▶ _Task statement_:
Would you copy out the whole listing exactly as given?

──────────

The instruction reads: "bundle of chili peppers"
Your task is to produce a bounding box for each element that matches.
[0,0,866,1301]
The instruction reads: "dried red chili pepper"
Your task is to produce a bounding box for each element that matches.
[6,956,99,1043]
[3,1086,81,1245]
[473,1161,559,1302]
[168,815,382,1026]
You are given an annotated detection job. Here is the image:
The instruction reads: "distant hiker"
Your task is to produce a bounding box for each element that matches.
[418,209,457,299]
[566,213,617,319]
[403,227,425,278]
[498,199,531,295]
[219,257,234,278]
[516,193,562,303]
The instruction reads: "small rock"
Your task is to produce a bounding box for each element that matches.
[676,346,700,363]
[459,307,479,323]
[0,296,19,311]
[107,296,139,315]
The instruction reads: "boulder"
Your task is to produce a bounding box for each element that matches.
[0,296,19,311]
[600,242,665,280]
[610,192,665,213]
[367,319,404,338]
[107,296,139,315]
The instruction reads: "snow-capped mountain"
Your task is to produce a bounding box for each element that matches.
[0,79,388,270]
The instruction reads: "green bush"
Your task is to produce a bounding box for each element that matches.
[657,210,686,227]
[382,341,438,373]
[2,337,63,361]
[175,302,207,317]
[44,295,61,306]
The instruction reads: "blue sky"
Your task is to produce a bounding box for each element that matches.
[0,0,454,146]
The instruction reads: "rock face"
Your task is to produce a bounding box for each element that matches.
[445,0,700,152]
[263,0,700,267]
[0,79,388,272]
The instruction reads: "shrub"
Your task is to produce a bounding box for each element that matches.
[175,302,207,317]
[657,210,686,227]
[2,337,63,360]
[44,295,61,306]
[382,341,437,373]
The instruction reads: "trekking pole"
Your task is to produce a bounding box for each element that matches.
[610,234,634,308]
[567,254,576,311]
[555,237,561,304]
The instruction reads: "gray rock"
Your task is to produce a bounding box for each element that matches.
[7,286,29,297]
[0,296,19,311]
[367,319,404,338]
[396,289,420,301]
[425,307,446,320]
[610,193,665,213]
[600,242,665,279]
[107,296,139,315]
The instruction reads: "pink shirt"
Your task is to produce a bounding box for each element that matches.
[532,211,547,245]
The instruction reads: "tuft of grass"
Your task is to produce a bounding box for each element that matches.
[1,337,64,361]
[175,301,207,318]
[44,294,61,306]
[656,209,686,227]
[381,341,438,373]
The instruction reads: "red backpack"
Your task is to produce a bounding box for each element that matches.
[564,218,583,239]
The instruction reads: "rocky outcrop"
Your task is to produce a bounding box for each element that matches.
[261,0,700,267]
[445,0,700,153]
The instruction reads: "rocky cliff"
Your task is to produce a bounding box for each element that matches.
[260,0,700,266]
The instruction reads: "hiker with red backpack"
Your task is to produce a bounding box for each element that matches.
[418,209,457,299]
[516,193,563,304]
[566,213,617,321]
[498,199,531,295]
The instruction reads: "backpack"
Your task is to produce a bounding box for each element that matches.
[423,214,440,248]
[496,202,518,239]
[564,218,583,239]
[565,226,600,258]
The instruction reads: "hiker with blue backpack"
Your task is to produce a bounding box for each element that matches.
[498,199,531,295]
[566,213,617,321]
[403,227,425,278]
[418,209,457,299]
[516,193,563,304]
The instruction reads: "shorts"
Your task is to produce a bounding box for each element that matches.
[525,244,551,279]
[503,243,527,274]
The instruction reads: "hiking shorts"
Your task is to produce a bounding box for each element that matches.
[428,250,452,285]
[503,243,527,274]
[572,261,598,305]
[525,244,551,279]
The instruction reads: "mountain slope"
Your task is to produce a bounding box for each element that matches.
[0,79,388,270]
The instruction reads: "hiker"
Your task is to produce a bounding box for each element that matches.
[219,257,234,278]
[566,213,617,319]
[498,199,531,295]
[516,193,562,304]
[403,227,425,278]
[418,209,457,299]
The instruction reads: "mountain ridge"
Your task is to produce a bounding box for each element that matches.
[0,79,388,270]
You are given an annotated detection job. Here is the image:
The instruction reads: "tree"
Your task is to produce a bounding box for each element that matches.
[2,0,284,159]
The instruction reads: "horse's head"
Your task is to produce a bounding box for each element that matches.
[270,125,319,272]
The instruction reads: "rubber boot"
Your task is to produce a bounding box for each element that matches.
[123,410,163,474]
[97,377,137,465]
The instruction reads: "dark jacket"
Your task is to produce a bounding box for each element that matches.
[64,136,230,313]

──────────

▶ _Reply to the task_:
The instruction reads: "bundle of chili peppers"
Your task is to produce a bounding box for each element that matches.
[0,0,866,1301]
The instruction reads: "dried red chili pepper"
Your task is to produce a bounding box for each element that matches.
[6,956,99,1043]
[3,1086,81,1245]
[473,1161,559,1302]
[168,815,382,1026]
You are given an annotated detection job. Here is the image:
The instruction reads: "distant hiker"
Your task is to produce a bounding box for each element that matches.
[418,209,457,299]
[566,213,617,319]
[403,227,425,278]
[498,199,531,295]
[219,257,234,278]
[516,193,562,303]
The instruction reads: "small rock"
Your task is to produce a bounding box for each element that matches.
[676,346,700,363]
[459,307,479,323]
[0,296,19,311]
[107,296,139,315]
The instruction reads: "boulder"
Your task is to produce a bounding box for each element that matches.
[0,296,19,311]
[600,242,665,280]
[610,192,665,213]
[367,319,404,338]
[107,296,139,315]
The instruction reads: "snow-capped mountain"
Your task is to produce a bounding box for each element that matches.
[0,79,388,270]
The instruction reads: "green bush"
Your task is to produce a bounding box for each element that matches.
[657,210,686,227]
[382,341,438,373]
[2,337,63,361]
[175,302,207,317]
[44,295,61,306]
The instruction reads: "blue sky"
Your task is to produce a bounding box for each element that matches.
[0,0,454,146]
The instruction reads: "rock face"
Your task is to produce a bounding box for each element that matches.
[445,0,700,152]
[263,0,700,267]
[0,79,388,272]
The instruction reads: "shrub"
Your task is to produce a bounding box for each element that matches.
[175,302,207,317]
[657,210,686,227]
[2,337,63,360]
[44,295,61,306]
[382,341,437,373]
The instruction reads: "trekking pole"
Your task is to produce a bounding box for each element that matches.
[610,234,634,308]
[567,254,576,311]
[555,237,561,304]
The instruction reads: "gray rock"
Your task is to produce a bounding box for each element that matches.
[7,286,29,297]
[0,296,19,311]
[367,319,404,338]
[396,289,420,301]
[425,307,446,320]
[610,193,665,213]
[600,242,665,279]
[107,296,139,315]
The instruction reads: "pink shirt"
Your task is to produce a bounding box for each element that matches.
[532,211,547,245]
The instruction reads: "tuft of grass"
Your task is to produce a bounding box for each element that matches.
[1,337,64,361]
[175,301,207,318]
[44,294,61,306]
[656,209,686,227]
[381,341,438,373]
The instruction reads: "red backpack"
Your task is to produce a bounding box for each element that matches.
[564,218,583,239]
The instruction reads: "rocky outcrop"
Your task is to produce a bounding box for each element that matches.
[261,0,700,267]
[445,0,700,153]
The instruction reads: "rocky cliff"
Your task is to produce a bounding box for each element that matches.
[260,0,700,266]
The instruction reads: "hiker with red backpack"
Your task is to produce a bounding box for each element that matches.
[418,209,457,299]
[516,193,563,304]
[566,213,617,321]
[498,199,531,295]
The instruction reads: "backpack"
Your task is to produce a bounding box for each element that matches.
[423,214,440,248]
[496,202,518,239]
[564,218,583,239]
[565,226,600,258]
The instruction reads: "hiker with blue backpack"
Your task is to produce a bounding box for each element that matches.
[498,199,531,295]
[566,213,617,321]
[403,227,425,278]
[418,209,457,299]
[516,193,563,304]
The instruction reads: "shorts"
Your task is to produce a bounding box for each element that matches.
[525,244,551,279]
[503,243,527,274]
The instruction reads: "hiking shorts"
Your task is to produce a bounding box for each element that matches.
[428,250,452,285]
[503,243,527,274]
[572,261,598,305]
[525,244,551,279]
The instruction reads: "mountain slope"
Your task is to produce a bounding box for each element that matches.
[0,79,388,270]
The instruction reads: "hiker"
Your task is to produce a bounding box for each element that matches.
[219,257,234,278]
[566,213,617,319]
[498,199,531,295]
[516,193,562,304]
[403,227,425,278]
[418,209,457,299]
The instruction reads: "mountain ridge"
Your task is to produce a bounding box for each element that matches.
[0,79,388,270]
You are given an annotated detection job. Here is the image:
The instruction reads: "tree"
Your task is to produce a bounding box for each element that matches.
[2,0,284,159]
The instruction reads: "horse's head"
Your task is to produce a bounding box for each element that matches.
[270,125,319,272]
The instruction reads: "rubber boot"
Your task is to produce a bounding box for each element that matches.
[123,410,163,474]
[97,377,137,465]
The instruction reads: "dark jacket"
Your task is to produce a bounding box for each element that matches.
[64,136,230,313]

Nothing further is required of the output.